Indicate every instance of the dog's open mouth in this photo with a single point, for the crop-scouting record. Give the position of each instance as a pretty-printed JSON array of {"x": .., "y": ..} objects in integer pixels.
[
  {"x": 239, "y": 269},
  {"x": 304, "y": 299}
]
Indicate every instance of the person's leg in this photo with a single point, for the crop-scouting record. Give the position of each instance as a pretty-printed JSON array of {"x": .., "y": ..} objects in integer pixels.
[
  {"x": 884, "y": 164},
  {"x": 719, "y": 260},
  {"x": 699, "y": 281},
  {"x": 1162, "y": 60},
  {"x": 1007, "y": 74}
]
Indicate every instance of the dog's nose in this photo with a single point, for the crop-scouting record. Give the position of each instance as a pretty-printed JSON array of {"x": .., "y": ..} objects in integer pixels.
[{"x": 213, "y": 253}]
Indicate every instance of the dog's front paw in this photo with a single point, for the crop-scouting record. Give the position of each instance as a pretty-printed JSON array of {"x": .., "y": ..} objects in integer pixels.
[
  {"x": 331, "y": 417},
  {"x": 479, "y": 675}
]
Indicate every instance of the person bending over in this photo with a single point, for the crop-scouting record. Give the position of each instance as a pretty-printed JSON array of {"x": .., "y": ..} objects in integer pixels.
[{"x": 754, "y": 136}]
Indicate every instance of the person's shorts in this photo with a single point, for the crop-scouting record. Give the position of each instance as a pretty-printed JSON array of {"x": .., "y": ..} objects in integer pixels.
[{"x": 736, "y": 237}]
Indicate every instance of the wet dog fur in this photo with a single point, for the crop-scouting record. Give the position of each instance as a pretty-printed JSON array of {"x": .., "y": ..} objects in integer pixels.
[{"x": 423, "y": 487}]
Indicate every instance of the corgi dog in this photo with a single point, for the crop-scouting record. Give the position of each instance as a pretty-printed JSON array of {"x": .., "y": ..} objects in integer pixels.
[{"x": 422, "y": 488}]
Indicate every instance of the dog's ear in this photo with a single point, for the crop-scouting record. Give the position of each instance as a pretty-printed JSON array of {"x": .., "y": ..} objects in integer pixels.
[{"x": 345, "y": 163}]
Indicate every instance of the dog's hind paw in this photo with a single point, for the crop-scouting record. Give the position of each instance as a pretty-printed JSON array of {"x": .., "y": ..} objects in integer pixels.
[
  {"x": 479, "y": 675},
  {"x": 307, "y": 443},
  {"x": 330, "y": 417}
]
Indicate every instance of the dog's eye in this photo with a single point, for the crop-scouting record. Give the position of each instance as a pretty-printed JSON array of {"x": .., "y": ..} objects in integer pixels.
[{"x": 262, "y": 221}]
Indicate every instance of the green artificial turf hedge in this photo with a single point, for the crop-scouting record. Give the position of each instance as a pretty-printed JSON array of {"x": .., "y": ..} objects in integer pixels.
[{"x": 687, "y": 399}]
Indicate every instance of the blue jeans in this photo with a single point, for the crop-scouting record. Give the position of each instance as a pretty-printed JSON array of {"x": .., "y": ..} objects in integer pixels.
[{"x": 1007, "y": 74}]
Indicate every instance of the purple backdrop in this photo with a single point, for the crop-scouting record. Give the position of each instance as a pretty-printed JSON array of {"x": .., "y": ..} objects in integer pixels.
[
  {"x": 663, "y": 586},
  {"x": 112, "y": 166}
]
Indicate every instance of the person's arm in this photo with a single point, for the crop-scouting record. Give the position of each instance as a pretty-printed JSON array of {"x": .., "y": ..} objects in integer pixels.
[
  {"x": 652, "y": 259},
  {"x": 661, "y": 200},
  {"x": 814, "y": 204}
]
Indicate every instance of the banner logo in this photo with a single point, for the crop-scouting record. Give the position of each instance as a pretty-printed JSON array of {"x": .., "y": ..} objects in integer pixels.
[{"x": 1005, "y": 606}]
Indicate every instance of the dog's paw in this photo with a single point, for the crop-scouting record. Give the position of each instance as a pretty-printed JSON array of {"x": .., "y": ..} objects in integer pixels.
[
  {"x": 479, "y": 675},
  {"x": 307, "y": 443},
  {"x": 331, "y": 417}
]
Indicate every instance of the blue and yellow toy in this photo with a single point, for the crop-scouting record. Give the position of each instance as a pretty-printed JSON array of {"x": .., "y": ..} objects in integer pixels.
━━━━━━
### TASK BRIEF
Your answer should be the lines from the one that contains "Indicate every instance of the dog's paw" through the last line of the material, copied exactly.

### WORKED SOLUTION
Indicate every instance of the dog's paw in this photo with a single point, for the crop-scouting record. Give the position of each instance as a pretty-printed JSON array of {"x": .., "y": ..} objects in integer pixels.
[
  {"x": 479, "y": 675},
  {"x": 307, "y": 443},
  {"x": 331, "y": 417}
]
Indicate every instance of the blue and yellow toy in this photo with a single point, for the crop-scouting record. Give the position of each instance as a pretty-printed JSON array of {"x": .., "y": ..} objects in integer pixels.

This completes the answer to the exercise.